*STATED TASK A*.
In the procedure steps, (i) what rate was the argon flow turned on to, (ii) how many GC samples were taken at each condition, and (iii) what was recorded each time the GC took a sample?
*STATED TASK B*.
Reproduce the procedure steps word for word, from "4. The mass" up to and including "and CO2 off.".
*STATED TASK C*.
Can you condense the paragraph in the procedure steps that begins "The mass flow controllers were dialed to the desired setting" into a short list that keeps its main facts?

*PROVIDED TEXT*.
══════

4. The mass flow controllers were dialed to the desired setting, and then sent to the GC to
check the calibrations. If they did not hit the expected mole fractions from the GC
calibrations, the gas flow on the mass flow controllers was adjusted. Typically, an
adjustment of more than 5 ml/min was not needed. When the calibrations were in order,
the MFCs were turned off.
5. Tube connections were checked from gas cylinders to mass flow controllers (MFCs),
from the MFCs to the connecting cross, from the cross to the reactor, and from the reactor
to the GC.
6. The argon flow was turned on to 500 ml/min, leaving the CH4 and CO2 off.
7. The two-stage furnace was turned on. The Variacs were set very high initially to the
ramp up to the desired temperature quickly. Then small adjustments were made to keep
the temperature constant at the desired temperature.
8. The CO2 and the CH4 MFCs were dialed on.
50
9. Six GC samples were taken at each condition. Each time the GC took a sample,
temperature was recorded.

══════

*RECORDED DATA*.
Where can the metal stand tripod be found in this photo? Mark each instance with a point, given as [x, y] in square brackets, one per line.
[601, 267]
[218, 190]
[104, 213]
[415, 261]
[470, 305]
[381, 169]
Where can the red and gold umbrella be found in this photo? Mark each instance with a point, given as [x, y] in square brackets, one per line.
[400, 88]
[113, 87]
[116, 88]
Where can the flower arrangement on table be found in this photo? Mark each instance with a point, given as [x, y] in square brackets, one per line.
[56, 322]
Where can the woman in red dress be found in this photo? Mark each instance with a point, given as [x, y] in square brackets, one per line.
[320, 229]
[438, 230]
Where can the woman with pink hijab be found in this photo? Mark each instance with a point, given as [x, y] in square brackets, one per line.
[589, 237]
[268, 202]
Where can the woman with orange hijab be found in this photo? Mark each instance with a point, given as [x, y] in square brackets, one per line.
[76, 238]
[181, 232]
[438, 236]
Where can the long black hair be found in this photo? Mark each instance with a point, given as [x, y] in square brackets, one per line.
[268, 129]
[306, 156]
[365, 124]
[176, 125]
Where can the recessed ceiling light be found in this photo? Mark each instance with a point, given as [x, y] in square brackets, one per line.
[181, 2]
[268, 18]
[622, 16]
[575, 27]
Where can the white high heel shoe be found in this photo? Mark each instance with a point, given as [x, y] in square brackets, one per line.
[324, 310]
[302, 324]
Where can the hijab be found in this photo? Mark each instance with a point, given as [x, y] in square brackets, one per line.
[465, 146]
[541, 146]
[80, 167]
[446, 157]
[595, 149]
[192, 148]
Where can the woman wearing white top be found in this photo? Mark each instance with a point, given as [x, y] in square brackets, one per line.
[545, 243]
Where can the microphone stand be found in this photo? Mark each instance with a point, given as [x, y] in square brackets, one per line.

══════

*TASK OUTPUT A*.
(i) 500 ml/min
(ii) Six
(iii) Temperature

*TASK OUTPUT B*.
4. The mass flow controllers were dialed to the desired setting, and then sent to the GC to
check the calibrations. If they did not hit the expected mole fractions from the GC
calibrations, the gas flow on the mass flow controllers was adjusted. Typically, an
adjustment of more than 5 ml/min was not needed. When the calibrations were in order,
the MFCs were turned off.
5. Tube connections were checked from gas cylinders to mass flow controllers (MFCs),
from the MFCs to the connecting cross, from the cross to the reactor, and from the reactor
to the GC.
6. The argon flow was turned on to 500 ml/min, leaving the CH4 and CO2 off.

*TASK OUTPUT C*.
- The mass flow controllers (MFCs) were set to the desired setting, and the output was checked on the GC.
- If the expected mole fractions from the GC calibrations weren't hit, the gas flow on the MFCs was adjusted, typically by no more than 5 ml/min.
- Once the calibrations were in order, the MFCs were turned off.